### PASSAGE
┏━━
Tim Seeley and Mike Norton deliver an elegantly simple idea here. What if the dead return, not as shambling zombies, but as the people they were before their demise? This is confined to one small town, Wausau in Wisconsin.

The initial way into the community is via officer Dana Cypress, dedicated to her duty and to her obligations as a single mother. That’s caused a strained relationship with her father, who also happens to be the town Sheriff. He’s equally hard on his younger daughter Martha, who’d prefer to be known as Em. She has a secret that bears investigation, and numerous others are introduced over the course of an engaging opening volume.

As for the returned dead, they’re not always welcome, particularly when someone’s murdered them in the first place. Throw in a freelance exorcist, a disembodied spirit and an ambitious reporter and there’s a fair mix of compelling drama that plays out like a well-developed TV show. And that’s before there’s any kind of reasoning about how it is people in Wausau are able to return from the dead. That’s among the topics not really addressed here (others are quarantine and the wider world), in what’s a leisurely unwinding into a series.

Norton’s art is excellent, verging on cartooning, but never tipping over, always maintaining that naturalistic touch. He’s taken the time to work out distinct postures and attitudes for the cast, very useful when working with no-one wearing a distinct costume, although Em’s Angel hoodie is a nice touch.

Revival is classified as horror, and there are certainly horrors to be found within, but for all the strangeness the story is primarily a mechanism for subjecting a community and their tensions to the scrutiny of a microscope. As such it’s a fine introduction, and more awaits in Live Like you Mean it.
┗━━
### PROBLEM REQUIREMENTS
Transcribe, word for word, the stretch of the Revival review from "Norton’s art is" through "a nice touch.".

### DATASET RECORDS
┏━━
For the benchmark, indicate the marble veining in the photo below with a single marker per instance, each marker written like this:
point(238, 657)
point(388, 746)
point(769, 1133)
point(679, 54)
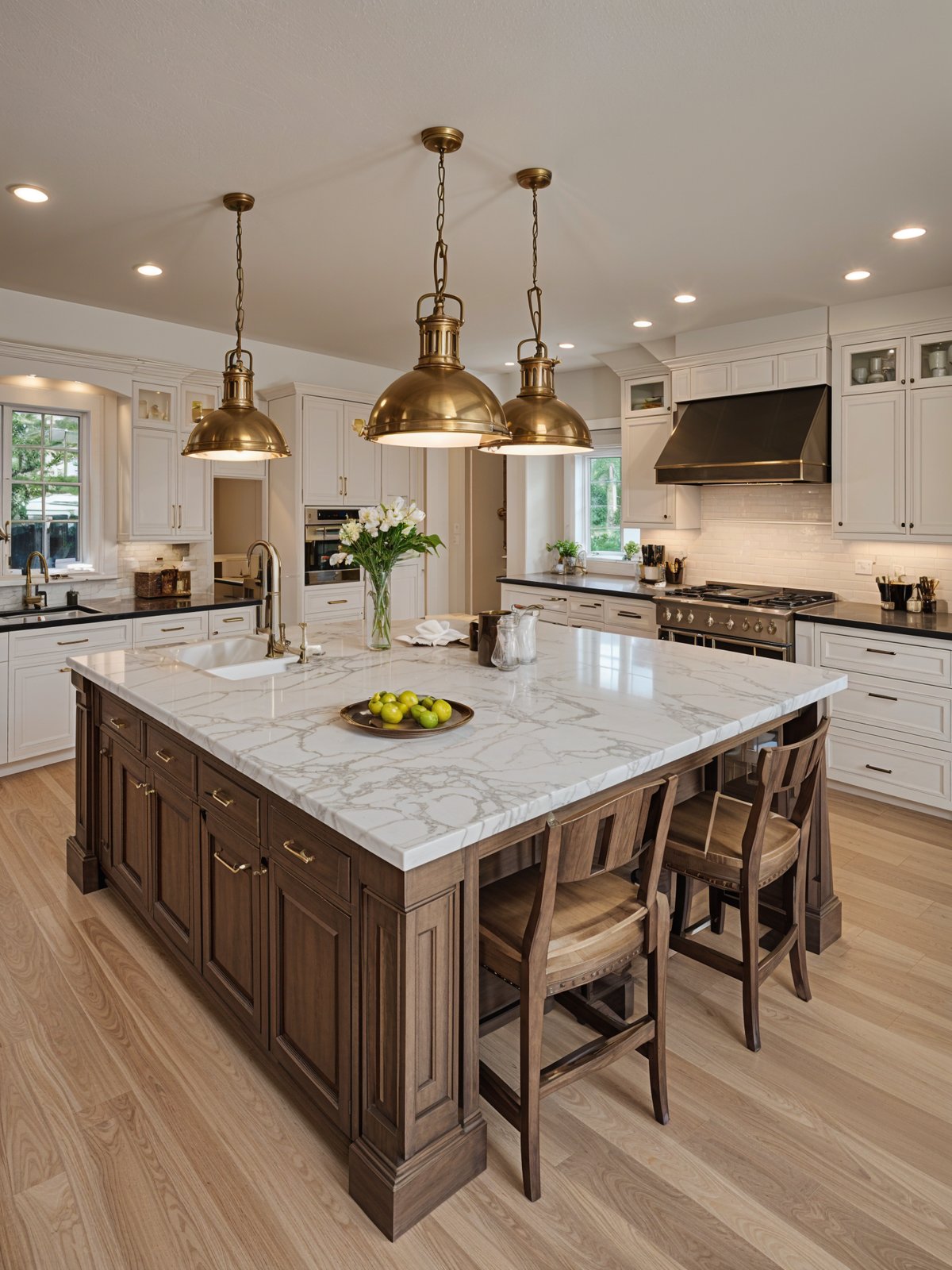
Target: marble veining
point(594, 710)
┗━━
### RESULT OF THE EXERCISE
Norton’s art is excellent, verging on cartooning, but never tipping over, always maintaining that naturalistic touch. He’s taken the time to work out distinct postures and attitudes for the cast, very useful when working with no-one wearing a distinct costume, although Em’s Angel hoodie is a nice touch.